[Problem statement] What you return should be every line of the material, unchanged.

- - - - -

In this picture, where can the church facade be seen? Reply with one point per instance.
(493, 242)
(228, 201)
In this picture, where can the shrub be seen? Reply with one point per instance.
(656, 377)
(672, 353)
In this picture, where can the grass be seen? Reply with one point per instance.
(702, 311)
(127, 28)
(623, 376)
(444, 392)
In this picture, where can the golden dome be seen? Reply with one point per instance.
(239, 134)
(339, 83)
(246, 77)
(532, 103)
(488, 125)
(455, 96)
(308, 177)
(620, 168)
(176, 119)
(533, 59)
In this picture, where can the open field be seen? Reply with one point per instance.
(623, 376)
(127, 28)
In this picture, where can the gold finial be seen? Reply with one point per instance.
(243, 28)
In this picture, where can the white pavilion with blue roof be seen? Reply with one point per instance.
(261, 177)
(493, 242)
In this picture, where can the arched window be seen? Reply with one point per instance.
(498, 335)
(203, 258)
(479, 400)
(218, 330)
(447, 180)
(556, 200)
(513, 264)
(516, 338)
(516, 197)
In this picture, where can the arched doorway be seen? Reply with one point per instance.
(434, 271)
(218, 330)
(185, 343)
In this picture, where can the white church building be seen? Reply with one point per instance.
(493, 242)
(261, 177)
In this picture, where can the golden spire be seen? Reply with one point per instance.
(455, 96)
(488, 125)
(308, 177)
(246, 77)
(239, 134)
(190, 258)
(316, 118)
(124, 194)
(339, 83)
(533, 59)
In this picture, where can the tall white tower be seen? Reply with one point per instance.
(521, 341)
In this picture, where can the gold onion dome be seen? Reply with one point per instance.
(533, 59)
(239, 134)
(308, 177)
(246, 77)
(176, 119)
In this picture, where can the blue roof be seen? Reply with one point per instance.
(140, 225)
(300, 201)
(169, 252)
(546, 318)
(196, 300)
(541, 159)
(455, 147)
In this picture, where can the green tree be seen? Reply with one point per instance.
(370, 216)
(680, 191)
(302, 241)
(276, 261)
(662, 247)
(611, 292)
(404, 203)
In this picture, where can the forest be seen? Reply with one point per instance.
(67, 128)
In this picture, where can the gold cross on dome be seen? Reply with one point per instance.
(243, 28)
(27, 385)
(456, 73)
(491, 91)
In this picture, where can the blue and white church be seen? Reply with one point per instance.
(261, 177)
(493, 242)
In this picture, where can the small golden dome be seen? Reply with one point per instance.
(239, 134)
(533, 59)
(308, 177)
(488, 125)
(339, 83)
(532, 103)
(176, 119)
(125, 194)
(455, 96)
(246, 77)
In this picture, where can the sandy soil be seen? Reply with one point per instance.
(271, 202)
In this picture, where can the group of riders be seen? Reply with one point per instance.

- - - - -

[Exercise answer]
In this picture, where can the church facade be seen? Reply with one point per instance.
(493, 242)
(228, 201)
In this picture, where can the shrub be seen? Reply with one point per instance.
(656, 377)
(672, 353)
In this picture, where can the grass be seen? Reply with one point per instance.
(702, 311)
(127, 28)
(623, 376)
(444, 392)
In this picture, where can the golden dome be seen? Reply with one point per instance.
(239, 134)
(339, 83)
(246, 77)
(532, 103)
(488, 125)
(455, 96)
(308, 177)
(620, 168)
(176, 119)
(533, 59)
In this picture, where can the open field be seen? Reply with one point per instance.
(623, 376)
(127, 28)
In this picture, where can the gold finial be seen? Reply with one point per instance.
(243, 28)
In this picture, where can the white pavilion with blue roof be seen? Reply with one point per instance.
(261, 177)
(493, 242)
In this picture, where can the arched window be seen? Reply with one point per instance.
(498, 335)
(203, 258)
(479, 400)
(218, 330)
(447, 180)
(556, 200)
(513, 264)
(516, 338)
(516, 197)
In this picture, where can the arched doorway be seen? Reply with one point per instance.
(434, 271)
(218, 330)
(185, 343)
In this picture, where can the white church building be seen? Reply with one point per instance.
(493, 242)
(261, 177)
In this picture, where can the golden spire be seen? Reply with one point per instance.
(455, 96)
(488, 125)
(308, 177)
(246, 77)
(239, 134)
(190, 258)
(316, 118)
(124, 194)
(339, 83)
(533, 59)
In this picture, where can the tall white tower be seen? Reply with one point per instance.
(521, 341)
In this picture, where can the gold onion dome be seen? Reply with one point per instance.
(533, 59)
(239, 134)
(308, 177)
(246, 77)
(176, 119)
In this picture, where can the blue roof be seen? Reply with one point per instance.
(140, 225)
(300, 201)
(169, 252)
(546, 318)
(196, 300)
(541, 159)
(455, 147)
In this picture, where can the green tree be seen? Reply with one point per instance.
(370, 216)
(680, 191)
(302, 241)
(276, 261)
(662, 247)
(611, 292)
(404, 203)
In this picture, where can the forest be seen? Reply with one point per instance.
(67, 128)
In this picture, where can the gold cross on dome be seen? Reply with one point per instance.
(243, 28)
(27, 385)
(456, 73)
(491, 91)
In this picture, where can the blue and white church be seen? Reply with one point per instance.
(261, 177)
(493, 242)
In this picture, where can the small golden dome be seen? Reply with one point per instance.
(239, 134)
(533, 59)
(308, 177)
(488, 125)
(339, 83)
(532, 103)
(176, 119)
(125, 194)
(455, 96)
(246, 77)
In this picture, where can the sandy soil be seen? Reply with one point per instance.
(271, 202)
In this picture, where can the group of riders be seen? Reply with one point per instance.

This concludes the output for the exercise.